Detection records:
— Begin —
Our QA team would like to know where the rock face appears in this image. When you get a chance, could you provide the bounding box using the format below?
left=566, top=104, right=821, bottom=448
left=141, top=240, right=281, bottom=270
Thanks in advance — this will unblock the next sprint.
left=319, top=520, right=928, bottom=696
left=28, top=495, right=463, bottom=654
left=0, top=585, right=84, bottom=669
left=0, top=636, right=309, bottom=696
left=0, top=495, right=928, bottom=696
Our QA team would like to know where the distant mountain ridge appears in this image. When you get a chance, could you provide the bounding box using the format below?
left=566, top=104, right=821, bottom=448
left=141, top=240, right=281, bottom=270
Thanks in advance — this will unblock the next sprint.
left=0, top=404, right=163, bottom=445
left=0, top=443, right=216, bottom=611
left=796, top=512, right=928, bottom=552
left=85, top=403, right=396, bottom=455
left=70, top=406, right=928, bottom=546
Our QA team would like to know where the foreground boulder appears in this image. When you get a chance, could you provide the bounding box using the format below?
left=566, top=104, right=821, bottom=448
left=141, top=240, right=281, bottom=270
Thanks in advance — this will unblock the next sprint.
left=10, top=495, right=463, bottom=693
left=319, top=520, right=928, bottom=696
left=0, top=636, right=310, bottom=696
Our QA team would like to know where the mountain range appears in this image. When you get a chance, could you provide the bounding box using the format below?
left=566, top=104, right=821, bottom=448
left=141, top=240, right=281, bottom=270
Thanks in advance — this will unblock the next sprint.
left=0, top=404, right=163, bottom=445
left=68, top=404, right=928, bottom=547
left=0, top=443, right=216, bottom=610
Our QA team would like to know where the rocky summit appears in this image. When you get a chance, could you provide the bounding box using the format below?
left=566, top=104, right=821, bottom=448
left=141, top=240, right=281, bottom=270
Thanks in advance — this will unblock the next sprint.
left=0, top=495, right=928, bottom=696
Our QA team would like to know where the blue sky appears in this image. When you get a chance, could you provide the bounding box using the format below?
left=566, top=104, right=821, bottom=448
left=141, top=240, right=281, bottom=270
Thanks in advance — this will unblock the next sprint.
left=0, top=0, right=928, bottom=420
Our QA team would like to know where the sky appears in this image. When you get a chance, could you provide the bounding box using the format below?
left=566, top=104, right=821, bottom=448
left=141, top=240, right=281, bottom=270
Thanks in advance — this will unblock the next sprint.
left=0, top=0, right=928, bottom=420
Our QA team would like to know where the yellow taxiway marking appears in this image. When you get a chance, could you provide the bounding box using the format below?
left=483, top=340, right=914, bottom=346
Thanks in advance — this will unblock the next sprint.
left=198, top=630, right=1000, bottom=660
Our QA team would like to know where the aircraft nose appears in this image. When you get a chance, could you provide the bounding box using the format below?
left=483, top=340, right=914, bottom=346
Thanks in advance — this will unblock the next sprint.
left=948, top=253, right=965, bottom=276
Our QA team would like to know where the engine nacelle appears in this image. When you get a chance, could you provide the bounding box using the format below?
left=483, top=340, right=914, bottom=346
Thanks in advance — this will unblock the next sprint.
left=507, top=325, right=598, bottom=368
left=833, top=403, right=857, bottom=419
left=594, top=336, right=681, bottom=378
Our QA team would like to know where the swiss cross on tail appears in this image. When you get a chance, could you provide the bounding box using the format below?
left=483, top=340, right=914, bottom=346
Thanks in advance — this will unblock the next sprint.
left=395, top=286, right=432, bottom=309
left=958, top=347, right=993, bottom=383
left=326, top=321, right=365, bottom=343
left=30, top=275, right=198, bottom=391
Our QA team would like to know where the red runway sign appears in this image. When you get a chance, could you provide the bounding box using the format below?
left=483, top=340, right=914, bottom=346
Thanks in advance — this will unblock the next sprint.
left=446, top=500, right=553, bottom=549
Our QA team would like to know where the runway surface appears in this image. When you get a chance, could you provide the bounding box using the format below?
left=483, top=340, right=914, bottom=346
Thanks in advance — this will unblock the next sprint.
— End —
Stated task:
Select each line in the records above that contains the word "mountain", and copy those lines unchanged.

Full answer:
Our QA team would like to know where the distant mountain ridge appears in this image. When you get a chance, could you provide the bounding box using the format below?
Our QA team would like to know where the mountain range appears in this image. When you get a chance, could you provide the bounding box using the format below?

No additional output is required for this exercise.